◆ What is required:
Transcribe the lines of the records starting with the one that has "cascading water stream." in it and ending with the last, and transcribe nothing else.

[Entries shown start]

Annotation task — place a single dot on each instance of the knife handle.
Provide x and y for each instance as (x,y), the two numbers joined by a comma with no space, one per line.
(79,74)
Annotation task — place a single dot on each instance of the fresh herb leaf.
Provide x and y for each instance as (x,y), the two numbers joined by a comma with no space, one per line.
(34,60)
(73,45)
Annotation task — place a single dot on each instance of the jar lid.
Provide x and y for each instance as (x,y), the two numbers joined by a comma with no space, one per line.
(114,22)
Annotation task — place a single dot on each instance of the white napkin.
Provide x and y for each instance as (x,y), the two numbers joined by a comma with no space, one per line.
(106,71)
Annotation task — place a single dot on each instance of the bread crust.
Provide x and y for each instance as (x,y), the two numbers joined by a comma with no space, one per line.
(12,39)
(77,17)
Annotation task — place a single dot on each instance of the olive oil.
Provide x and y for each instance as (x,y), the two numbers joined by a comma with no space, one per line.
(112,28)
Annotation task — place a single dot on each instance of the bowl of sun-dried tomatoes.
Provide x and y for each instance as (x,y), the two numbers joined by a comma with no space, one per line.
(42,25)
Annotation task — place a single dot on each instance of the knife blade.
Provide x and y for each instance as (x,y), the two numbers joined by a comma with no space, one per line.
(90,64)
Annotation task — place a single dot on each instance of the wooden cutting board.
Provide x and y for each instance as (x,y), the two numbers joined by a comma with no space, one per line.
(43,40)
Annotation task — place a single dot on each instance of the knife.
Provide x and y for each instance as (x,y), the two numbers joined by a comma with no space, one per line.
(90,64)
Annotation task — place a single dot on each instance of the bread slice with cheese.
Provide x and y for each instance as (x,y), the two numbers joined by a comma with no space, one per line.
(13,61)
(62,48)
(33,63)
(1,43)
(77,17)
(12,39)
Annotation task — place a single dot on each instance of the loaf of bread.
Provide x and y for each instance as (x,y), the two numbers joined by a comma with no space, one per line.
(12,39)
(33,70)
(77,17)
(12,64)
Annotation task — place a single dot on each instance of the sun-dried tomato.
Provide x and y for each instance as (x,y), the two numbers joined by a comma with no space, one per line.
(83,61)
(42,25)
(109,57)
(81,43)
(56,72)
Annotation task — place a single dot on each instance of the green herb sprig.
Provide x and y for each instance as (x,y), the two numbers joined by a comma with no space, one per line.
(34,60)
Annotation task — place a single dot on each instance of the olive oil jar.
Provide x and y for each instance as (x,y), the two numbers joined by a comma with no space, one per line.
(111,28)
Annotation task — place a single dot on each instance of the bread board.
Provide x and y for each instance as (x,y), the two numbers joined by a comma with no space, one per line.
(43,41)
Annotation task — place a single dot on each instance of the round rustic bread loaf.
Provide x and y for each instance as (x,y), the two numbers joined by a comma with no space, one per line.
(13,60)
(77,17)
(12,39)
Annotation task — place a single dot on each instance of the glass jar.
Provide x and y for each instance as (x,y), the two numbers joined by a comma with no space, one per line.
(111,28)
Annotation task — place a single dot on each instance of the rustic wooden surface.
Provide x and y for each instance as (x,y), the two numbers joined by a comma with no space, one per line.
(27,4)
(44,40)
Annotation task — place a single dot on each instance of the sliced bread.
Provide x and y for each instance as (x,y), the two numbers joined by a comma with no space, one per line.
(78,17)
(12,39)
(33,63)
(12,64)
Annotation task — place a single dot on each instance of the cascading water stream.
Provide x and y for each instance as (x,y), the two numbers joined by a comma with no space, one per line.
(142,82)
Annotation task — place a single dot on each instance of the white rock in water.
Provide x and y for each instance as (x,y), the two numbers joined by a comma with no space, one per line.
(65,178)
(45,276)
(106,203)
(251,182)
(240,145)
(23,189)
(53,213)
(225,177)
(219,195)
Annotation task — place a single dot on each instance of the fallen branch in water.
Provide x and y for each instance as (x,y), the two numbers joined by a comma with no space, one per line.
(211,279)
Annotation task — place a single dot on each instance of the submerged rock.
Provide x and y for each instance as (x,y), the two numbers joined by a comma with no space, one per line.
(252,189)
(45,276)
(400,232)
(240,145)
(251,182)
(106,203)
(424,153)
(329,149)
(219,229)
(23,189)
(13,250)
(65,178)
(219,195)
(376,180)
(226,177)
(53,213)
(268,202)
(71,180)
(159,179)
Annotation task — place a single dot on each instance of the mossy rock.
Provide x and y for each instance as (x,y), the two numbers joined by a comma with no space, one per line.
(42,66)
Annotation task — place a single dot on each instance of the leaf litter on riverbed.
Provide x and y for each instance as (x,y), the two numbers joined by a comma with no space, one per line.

[Entries shown end]

◆ Full response:
Annotation task — place a single dot on each instance of the cascading water stream.
Provide x and y for each instance as (x,y), the two numbers joined by a comma with no space, one per line.
(142,82)
Annotation task — place a single dot on each instance of the white rock in water.
Provide x and y for each instance as (x,y), the two numbers joined by a comma with no space, one per line.
(65,178)
(45,276)
(106,203)
(251,182)
(240,145)
(23,189)
(53,213)
(225,177)
(219,195)
Annotation task — place a single dot on each instance of the fallen branch in water.
Provide x and y for each instance as (x,y), the two numbers joined by a comma with no space, one per line.
(211,279)
Annotation task — place a single dot on each instance of the submerged rock.
Provide x and y for each instance as (x,y), the two numbers joined by a comma with no space, one per line.
(252,189)
(45,276)
(400,232)
(240,145)
(251,182)
(106,203)
(424,153)
(329,149)
(219,229)
(23,189)
(13,250)
(65,178)
(219,195)
(376,180)
(226,177)
(53,213)
(268,202)
(71,180)
(159,179)
Annotation task — place a single dot on each instance of the mossy rock.
Provide x and y for each instance as (x,y), the two numbers joined by a comma with no space, one per line.
(42,66)
Annotation task — place a single dot on each instance of the leaf litter on riverbed.
Provide x and y for each instance as (x,y), the two numbers joined by a comma with no space, one per line.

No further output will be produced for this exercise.